WORK TO COMPLETE: Reproduce each of these lines without any changes.

RECORDED INFORMATION:
* * *
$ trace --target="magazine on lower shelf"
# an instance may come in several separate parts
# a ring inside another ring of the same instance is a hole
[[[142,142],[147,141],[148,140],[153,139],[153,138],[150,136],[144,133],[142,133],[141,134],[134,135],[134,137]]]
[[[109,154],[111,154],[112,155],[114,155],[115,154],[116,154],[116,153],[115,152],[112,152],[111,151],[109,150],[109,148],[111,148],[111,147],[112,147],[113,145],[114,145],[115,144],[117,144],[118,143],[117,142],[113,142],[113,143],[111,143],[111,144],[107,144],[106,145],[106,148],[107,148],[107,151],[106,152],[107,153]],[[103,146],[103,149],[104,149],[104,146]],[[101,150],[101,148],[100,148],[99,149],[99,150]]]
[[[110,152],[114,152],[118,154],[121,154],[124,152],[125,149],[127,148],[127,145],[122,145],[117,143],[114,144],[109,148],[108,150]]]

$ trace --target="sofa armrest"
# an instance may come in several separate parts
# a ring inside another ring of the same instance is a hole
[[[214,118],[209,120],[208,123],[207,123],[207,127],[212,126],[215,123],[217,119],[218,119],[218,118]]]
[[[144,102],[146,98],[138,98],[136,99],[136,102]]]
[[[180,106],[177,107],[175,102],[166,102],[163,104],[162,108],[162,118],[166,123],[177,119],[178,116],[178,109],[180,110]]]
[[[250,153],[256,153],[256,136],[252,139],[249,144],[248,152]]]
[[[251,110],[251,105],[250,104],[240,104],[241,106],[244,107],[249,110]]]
* * *
CORRECT OUTPUT:
$ trace --target="magazine on lower shelf"
# an instance may come in several separate parts
# a ring inside another ring of the same instance is a hole
[[[142,142],[147,141],[148,140],[153,139],[153,138],[150,136],[144,133],[142,133],[141,134],[134,135],[134,137]]]
[[[109,154],[111,154],[112,155],[114,155],[115,154],[116,154],[116,153],[115,152],[112,152],[111,151],[109,150],[109,148],[111,148],[111,147],[112,147],[113,145],[114,145],[115,144],[117,144],[118,143],[117,142],[113,142],[113,143],[111,143],[111,144],[107,144],[106,145],[106,148],[107,148],[107,151],[106,152],[107,153]],[[103,146],[103,149],[104,149],[104,146]],[[101,150],[101,148],[100,148],[99,149],[99,150]]]
[[[110,152],[114,152],[118,154],[121,154],[124,152],[125,149],[127,148],[127,145],[122,145],[117,143],[114,144],[109,148],[108,150]]]

$ trace --target="sofa armrest"
# an instance may come in several separate parts
# a ring inside another ring of the same instance is a hole
[[[214,118],[209,120],[208,123],[207,123],[207,127],[212,126],[215,123],[217,119],[218,119],[218,118]]]
[[[144,102],[146,98],[138,98],[136,99],[136,102]]]
[[[180,106],[177,107],[175,102],[166,102],[163,104],[162,108],[162,118],[166,123],[177,119],[178,116],[178,109],[180,110]]]
[[[250,153],[256,153],[256,136],[252,139],[249,144],[248,152]]]
[[[251,110],[251,105],[250,104],[240,104],[241,106],[244,107],[249,110]]]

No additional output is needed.